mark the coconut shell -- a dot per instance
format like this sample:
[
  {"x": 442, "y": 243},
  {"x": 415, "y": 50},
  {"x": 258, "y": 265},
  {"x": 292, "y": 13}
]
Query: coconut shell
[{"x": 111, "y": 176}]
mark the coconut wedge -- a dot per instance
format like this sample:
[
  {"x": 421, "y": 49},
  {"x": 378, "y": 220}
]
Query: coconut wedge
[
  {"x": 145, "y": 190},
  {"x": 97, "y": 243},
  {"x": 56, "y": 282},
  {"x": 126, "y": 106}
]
+ + + + +
• **WHAT THIS TASK INVOLVES**: How many lines in the entries above include the string "mark"? Give only the number.

• **ANSWER BELOW**: 2